• _What to do_
(A) Reproduce the part of the thread on breaking up digital monopolies from "Now that they" to "(mass surveillance).".
(B) Answer these questions using the thread on breaking up digital monopolies:
(i) Which company does the poster say you don't want to support over Google?
(ii) For how long have the big German media companies been going after Google?
(iii) What English meaning does the poster give for "Vorratsdatenspeicherung"?
-------- Text provided
Should digital monopolies be broken up? - lcuff
http://www.economist.com/news/leaders/21635000-european-moves-against-google-are-about-protecting-companies-not-consumers-should-digital?fsrc=nlw|hig|27-11-2014|NA
======
nickik
Google has commited the evil crime that of not playing nice with the big
german media companys and they have spend the last 5 years going after google.

You might not be a google fan, but let me tell you, you dont want to support
Axel Springer over google.

The german hacker scene has spend years and years fighing against all the laws
Axel Springer tries to push threw governemnt that would hurt the internet.

The lates one, "Leistungsschutzrecht", actually passed, but now instead of
google paying them money, google kicked them out and everything happend as
hackers said it would, the websides lost a lot of views.

Now that they have (finally) figured out that was a unbelivably stupid idea,
they are moving forward to the next part of government that they can
manipulate and target against google. My last information was that the
antitrust people to told them that they should better calme them, or they
would be investigated.

Now they probebly just do what everybody does when they cant pass a law in
germany. They move up to EU level, force the EU to it, and then the EU forced
germany to do it. The same allready happend with the "Vorratsdatenspeicherung"
(mass surveillance).

They generally have a hard time passing these idiotic laws because the german
hacker community is very, very politcal but the managed it with the
"Leistungsschutzrecht" but not with the "Vorratsdatenspeicherung".
----------------
-------- Collected material
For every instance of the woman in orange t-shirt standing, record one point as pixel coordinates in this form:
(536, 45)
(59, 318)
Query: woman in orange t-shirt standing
----------------
• _Expected results_
(A)
Now that they have (finally) figured out that was a unbelivably stupid idea,
they are moving forward to the next part of government that they can
manipulate and target against google. My last information was that the
antitrust people to told them that they should better calme them, or they
would be investigated.

Now they probebly just do what everybody does when they cant pass a law in
germany. They move up to EU level, force the EU to it, and then the EU forced
germany to do it. The same allready happend with the "Vorratsdatenspeicherung"
(mass surveillance).

(B)
(i) Axel Springer
(ii) The last 5 years
(iii) Mass surveillance